## Short problem:
It is required that all of the data be written out exactly.

(Point labeling examples)
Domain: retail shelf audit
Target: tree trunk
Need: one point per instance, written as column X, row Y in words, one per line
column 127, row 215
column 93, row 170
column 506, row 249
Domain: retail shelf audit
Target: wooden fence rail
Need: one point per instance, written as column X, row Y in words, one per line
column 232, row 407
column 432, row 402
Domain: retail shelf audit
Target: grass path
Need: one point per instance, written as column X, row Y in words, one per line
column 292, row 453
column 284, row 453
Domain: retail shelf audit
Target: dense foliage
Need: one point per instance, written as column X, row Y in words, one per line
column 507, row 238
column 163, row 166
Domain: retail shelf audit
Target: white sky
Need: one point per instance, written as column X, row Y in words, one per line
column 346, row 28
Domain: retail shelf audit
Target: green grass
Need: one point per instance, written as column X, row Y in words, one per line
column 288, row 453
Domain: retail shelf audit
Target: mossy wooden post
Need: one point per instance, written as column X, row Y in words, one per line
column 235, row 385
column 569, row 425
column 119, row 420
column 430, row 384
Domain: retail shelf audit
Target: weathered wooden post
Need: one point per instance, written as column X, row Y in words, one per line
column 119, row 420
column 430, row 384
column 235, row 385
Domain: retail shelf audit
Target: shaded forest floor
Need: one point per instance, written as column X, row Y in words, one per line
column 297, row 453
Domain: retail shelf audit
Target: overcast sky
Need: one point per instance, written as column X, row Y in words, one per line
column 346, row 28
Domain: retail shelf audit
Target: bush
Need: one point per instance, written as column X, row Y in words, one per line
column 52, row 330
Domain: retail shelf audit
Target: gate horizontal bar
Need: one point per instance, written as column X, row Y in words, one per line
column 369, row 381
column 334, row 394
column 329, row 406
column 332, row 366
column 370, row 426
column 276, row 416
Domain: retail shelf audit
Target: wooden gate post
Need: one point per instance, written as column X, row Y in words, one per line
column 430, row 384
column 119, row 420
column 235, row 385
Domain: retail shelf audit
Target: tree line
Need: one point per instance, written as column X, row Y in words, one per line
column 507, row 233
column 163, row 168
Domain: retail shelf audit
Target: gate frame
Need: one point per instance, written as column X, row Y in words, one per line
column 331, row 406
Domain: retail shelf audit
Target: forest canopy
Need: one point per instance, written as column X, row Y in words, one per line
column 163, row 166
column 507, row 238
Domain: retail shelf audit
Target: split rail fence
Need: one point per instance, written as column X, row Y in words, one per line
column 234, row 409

## Output of the task:
Domain: retail shelf audit
Target: tree trunk
Need: one point per instance, written as column X, row Y in words, one per line
column 127, row 215
column 93, row 170
column 506, row 249
Domain: retail shelf audit
Target: wooden fence rail
Need: one point per instance, written as column X, row Y in words, one per line
column 232, row 407
column 432, row 402
Domain: retail shelf audit
Target: grass path
Need: one point per instance, written as column X, row Y in words, one per line
column 292, row 453
column 284, row 453
Domain: retail shelf audit
Target: dense foliage
Need: one point per instance, written as column X, row Y in words, one per line
column 507, row 238
column 163, row 166
Domain: retail shelf audit
Target: white sky
Need: one point per instance, written as column X, row Y in words, one per line
column 346, row 28
Domain: retail shelf audit
Target: green grass
Need: one point per instance, written as column X, row Y in words, one per line
column 288, row 453
Domain: retail shelf audit
Target: mossy wooden post
Need: one point per instance, written as column X, row Y in words, one per line
column 235, row 385
column 569, row 425
column 119, row 420
column 430, row 384
Domain: retail shelf audit
Target: weathered wooden post
Need: one point per instance, written as column X, row Y in words, one per line
column 119, row 420
column 430, row 384
column 235, row 385
Domain: retail shelf audit
Target: shaded forest floor
Need: one point per instance, written as column X, row Y in words, one per line
column 297, row 453
Domain: retail shelf audit
Target: overcast sky
Need: one point per instance, written as column X, row Y in words, one per line
column 346, row 28
Domain: retail shelf audit
Target: bush
Need: one point per instance, written as column X, row Y in words, one per line
column 52, row 330
Domain: retail shelf audit
Target: gate horizontal bar
Need: one point per instance, written as column X, row Y in words, one per line
column 369, row 381
column 334, row 394
column 329, row 406
column 332, row 366
column 370, row 426
column 276, row 416
Domain: retail shelf audit
Target: wooden gate post
Need: one point per instance, written as column X, row Y in words, one per line
column 430, row 384
column 119, row 420
column 235, row 385
Domain: retail shelf audit
Target: tree line
Need: one point per instance, written as column X, row Y in words, one per line
column 507, row 233
column 163, row 168
Domain: retail shelf audit
Target: gate frame
Need: one point per instance, written as column X, row Y in words, one per line
column 331, row 406
Domain: retail shelf audit
Target: forest canopy
Need: one point per instance, written as column X, row Y in words, one per line
column 163, row 166
column 507, row 238
Domain: retail shelf audit
Target: split rail fence
Need: one point per instance, written as column X, row Y in words, one per line
column 234, row 409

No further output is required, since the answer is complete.